What you should do: Write out the material below exactly, beginning at the line that contains "Mark a point on every instance of the yellow-green" and ending with its last line, both ends included; write nothing else.

Records to process:
-*-*-

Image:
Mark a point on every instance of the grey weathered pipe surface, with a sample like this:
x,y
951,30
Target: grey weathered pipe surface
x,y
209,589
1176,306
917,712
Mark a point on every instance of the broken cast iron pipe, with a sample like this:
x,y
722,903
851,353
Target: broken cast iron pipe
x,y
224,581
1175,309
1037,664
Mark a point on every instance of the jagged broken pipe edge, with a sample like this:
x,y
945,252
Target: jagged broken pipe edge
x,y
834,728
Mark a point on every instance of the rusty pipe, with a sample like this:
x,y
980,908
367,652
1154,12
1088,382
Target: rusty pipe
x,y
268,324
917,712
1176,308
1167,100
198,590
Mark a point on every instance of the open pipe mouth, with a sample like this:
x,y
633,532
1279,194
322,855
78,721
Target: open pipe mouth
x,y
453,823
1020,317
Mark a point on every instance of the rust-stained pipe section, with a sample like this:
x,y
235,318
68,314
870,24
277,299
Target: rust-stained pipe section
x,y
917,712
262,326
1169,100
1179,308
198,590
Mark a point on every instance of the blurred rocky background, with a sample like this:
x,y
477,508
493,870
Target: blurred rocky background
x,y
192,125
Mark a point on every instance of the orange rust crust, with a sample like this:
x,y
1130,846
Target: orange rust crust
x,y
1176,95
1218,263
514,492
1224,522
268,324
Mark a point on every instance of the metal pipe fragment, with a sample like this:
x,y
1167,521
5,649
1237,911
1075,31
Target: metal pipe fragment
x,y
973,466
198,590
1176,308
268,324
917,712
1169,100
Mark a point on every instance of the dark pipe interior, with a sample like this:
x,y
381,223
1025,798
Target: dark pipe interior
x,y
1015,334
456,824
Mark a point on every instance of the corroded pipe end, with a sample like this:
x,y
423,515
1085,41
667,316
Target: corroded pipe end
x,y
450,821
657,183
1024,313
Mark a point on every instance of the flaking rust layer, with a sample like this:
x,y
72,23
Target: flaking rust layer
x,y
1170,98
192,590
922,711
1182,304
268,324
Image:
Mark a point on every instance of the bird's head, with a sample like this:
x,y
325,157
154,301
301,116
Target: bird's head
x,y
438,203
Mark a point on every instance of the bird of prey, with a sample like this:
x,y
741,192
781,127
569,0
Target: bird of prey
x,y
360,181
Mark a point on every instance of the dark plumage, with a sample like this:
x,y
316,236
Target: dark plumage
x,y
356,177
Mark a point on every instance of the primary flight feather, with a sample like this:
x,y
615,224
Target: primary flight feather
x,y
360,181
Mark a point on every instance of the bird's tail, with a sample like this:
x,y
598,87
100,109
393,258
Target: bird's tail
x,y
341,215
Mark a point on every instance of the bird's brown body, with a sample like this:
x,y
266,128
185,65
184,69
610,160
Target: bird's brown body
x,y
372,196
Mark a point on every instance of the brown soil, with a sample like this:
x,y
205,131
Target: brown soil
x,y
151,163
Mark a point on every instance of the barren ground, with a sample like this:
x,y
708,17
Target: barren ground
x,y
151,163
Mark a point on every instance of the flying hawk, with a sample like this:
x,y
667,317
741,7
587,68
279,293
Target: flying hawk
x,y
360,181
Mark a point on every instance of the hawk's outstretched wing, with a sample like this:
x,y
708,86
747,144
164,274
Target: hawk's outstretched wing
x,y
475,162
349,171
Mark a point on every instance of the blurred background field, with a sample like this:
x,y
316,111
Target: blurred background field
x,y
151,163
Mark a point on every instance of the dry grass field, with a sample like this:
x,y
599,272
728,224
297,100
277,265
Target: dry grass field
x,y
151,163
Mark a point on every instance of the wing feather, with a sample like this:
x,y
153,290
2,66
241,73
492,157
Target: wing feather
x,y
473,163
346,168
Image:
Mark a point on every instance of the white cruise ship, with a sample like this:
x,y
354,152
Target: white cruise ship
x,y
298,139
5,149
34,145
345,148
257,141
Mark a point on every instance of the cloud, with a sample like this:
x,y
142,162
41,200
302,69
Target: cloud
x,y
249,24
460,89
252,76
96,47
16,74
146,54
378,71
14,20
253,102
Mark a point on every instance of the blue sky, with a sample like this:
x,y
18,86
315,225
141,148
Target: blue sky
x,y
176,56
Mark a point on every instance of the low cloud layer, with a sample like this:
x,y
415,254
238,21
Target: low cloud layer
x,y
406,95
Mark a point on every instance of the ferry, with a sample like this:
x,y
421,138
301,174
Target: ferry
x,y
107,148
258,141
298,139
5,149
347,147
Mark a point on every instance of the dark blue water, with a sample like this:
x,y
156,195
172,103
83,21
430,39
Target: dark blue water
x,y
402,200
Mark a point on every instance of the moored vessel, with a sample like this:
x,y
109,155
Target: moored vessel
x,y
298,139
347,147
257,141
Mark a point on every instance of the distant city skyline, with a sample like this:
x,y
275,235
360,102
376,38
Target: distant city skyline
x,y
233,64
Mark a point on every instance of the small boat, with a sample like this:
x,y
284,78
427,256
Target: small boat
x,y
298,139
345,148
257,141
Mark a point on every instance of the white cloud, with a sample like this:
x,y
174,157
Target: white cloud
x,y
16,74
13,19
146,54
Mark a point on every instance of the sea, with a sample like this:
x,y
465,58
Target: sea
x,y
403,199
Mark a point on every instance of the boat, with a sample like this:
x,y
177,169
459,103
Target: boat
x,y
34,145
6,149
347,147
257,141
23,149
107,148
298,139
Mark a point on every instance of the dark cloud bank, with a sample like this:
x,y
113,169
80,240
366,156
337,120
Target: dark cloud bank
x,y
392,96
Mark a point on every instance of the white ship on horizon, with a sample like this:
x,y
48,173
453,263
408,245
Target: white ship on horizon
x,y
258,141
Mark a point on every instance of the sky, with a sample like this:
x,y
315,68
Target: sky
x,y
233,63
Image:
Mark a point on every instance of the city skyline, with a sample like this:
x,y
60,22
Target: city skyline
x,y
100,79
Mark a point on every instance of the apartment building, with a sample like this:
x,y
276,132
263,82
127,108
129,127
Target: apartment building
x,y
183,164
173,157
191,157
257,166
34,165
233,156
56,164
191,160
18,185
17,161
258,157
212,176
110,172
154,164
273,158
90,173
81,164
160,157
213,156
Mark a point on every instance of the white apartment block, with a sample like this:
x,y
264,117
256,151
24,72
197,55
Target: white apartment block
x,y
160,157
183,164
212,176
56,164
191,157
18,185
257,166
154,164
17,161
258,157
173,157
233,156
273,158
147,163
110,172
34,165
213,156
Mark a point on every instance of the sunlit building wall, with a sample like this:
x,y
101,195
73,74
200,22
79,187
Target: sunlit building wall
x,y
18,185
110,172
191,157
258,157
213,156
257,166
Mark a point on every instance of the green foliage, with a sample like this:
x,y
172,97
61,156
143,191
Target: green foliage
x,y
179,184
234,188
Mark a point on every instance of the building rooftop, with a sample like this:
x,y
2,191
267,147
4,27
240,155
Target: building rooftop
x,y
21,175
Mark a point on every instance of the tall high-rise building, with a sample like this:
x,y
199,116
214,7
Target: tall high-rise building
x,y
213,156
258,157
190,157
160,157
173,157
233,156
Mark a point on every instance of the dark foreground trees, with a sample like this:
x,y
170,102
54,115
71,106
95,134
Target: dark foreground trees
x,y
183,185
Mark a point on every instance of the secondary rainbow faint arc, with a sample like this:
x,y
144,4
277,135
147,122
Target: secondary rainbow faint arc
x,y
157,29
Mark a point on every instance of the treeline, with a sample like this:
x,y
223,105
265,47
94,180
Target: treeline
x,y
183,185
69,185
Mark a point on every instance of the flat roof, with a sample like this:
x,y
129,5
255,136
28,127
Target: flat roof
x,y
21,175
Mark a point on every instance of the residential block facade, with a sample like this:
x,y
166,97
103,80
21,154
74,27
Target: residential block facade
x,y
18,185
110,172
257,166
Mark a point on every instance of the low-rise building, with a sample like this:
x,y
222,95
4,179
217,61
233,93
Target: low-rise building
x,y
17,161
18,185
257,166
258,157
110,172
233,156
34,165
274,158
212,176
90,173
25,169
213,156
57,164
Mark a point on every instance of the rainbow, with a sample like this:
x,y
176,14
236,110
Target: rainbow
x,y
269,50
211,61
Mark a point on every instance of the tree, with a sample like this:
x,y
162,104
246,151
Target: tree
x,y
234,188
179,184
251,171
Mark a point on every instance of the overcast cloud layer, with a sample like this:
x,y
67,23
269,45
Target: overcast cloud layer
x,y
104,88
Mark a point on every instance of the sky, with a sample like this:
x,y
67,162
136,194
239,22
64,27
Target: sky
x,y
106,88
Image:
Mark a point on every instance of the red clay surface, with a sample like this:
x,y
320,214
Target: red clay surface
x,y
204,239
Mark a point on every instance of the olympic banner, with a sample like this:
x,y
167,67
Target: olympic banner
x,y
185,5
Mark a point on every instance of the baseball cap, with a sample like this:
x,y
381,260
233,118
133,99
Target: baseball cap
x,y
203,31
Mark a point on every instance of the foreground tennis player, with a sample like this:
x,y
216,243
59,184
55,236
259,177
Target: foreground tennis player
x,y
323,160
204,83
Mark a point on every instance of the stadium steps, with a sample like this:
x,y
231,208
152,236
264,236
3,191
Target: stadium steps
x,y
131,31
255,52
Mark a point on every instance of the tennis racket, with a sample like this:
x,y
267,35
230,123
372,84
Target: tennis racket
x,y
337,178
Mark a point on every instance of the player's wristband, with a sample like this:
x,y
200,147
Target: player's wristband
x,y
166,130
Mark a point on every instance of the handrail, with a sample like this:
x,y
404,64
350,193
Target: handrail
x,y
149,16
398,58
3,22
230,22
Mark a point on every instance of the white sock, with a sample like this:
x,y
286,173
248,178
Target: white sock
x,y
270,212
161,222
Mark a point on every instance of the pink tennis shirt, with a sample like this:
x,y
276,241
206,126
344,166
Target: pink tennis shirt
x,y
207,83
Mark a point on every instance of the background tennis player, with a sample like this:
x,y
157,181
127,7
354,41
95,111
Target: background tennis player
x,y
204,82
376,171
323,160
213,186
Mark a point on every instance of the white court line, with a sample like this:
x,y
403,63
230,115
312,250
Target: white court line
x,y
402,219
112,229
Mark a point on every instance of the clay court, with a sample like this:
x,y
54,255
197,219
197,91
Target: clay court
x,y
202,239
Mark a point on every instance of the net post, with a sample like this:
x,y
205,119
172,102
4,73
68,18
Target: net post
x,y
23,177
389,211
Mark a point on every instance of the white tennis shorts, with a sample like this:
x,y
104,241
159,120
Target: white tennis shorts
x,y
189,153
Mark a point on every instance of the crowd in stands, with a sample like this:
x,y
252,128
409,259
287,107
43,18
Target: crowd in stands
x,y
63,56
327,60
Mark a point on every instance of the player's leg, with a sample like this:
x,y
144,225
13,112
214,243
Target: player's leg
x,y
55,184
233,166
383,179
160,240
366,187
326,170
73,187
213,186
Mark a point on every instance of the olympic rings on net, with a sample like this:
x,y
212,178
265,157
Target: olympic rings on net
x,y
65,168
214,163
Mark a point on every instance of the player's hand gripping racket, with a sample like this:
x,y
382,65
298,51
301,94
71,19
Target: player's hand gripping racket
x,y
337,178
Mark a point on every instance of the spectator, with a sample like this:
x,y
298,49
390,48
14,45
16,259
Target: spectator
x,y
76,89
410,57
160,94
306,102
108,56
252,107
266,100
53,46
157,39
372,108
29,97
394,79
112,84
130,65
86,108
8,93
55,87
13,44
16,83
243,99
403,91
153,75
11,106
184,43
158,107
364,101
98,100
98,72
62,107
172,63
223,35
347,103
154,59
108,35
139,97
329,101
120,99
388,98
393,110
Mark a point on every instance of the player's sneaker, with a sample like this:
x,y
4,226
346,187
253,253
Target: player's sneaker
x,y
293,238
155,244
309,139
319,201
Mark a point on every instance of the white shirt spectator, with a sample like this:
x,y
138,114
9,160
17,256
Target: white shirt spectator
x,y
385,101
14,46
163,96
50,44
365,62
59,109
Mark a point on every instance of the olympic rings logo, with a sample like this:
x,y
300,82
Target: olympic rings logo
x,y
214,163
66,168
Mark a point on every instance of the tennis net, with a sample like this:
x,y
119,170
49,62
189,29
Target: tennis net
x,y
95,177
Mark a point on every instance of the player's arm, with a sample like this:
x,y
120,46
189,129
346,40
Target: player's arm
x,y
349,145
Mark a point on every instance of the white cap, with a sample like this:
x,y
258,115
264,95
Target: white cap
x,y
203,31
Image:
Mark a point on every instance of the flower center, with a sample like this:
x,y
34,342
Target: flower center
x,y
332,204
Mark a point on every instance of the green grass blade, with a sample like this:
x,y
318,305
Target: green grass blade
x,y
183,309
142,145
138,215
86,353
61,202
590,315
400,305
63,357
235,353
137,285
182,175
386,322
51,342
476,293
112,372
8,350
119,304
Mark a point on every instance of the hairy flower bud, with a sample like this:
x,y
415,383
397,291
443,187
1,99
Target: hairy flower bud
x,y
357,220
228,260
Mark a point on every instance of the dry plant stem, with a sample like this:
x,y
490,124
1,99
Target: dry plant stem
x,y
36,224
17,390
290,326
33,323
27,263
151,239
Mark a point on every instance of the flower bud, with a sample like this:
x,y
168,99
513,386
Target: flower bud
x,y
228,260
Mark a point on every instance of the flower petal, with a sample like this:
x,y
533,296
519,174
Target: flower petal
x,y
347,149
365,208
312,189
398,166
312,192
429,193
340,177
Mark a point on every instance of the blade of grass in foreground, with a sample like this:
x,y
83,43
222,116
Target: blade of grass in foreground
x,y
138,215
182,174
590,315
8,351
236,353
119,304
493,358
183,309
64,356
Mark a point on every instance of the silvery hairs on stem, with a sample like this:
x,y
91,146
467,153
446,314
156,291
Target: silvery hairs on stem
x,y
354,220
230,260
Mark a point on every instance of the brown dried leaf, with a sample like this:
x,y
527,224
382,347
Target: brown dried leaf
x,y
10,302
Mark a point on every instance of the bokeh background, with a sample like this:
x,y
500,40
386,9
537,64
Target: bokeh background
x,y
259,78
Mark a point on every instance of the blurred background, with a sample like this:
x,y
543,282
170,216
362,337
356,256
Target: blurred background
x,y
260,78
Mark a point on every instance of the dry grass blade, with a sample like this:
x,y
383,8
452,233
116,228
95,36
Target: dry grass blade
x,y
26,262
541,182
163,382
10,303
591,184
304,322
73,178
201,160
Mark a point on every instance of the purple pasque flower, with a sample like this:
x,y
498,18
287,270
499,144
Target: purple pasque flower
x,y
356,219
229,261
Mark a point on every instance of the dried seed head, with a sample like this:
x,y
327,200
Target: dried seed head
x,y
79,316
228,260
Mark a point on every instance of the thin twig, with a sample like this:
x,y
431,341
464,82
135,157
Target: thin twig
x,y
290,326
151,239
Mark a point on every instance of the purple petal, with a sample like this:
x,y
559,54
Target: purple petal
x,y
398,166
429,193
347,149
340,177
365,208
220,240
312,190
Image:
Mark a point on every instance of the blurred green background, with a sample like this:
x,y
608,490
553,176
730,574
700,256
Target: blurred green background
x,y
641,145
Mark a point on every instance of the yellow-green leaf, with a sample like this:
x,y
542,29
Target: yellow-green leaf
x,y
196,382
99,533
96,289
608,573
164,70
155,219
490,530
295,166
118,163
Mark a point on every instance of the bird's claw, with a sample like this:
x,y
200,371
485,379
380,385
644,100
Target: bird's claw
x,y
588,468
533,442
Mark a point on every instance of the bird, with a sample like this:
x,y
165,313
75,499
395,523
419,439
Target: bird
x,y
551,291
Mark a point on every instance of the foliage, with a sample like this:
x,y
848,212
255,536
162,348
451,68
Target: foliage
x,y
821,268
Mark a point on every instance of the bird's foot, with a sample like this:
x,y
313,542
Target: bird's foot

-*-*-

Result of the exercise:
Mark a point on every instance of the yellow-green leaf, with a sample like this:
x,y
542,29
Target: yellow-green leaf
x,y
196,382
99,533
96,289
608,573
164,70
155,219
490,530
295,166
118,163
Mark a point on every instance of the bird's claw, with a sample like this:
x,y
200,371
485,379
380,385
644,100
Target: bird's claw
x,y
588,468
533,442
Mark a point on every instance of the bird, with a sample like this:
x,y
165,313
75,499
395,523
419,439
Target: bird
x,y
551,291
Mark a point on every instance of the foliage, with a sample like this:
x,y
848,212
255,536
162,348
451,68
Target: foliage
x,y
821,268
Mark a point on every instance of the bird's foot, with a sample like this:
x,y
313,542
Target: bird's foot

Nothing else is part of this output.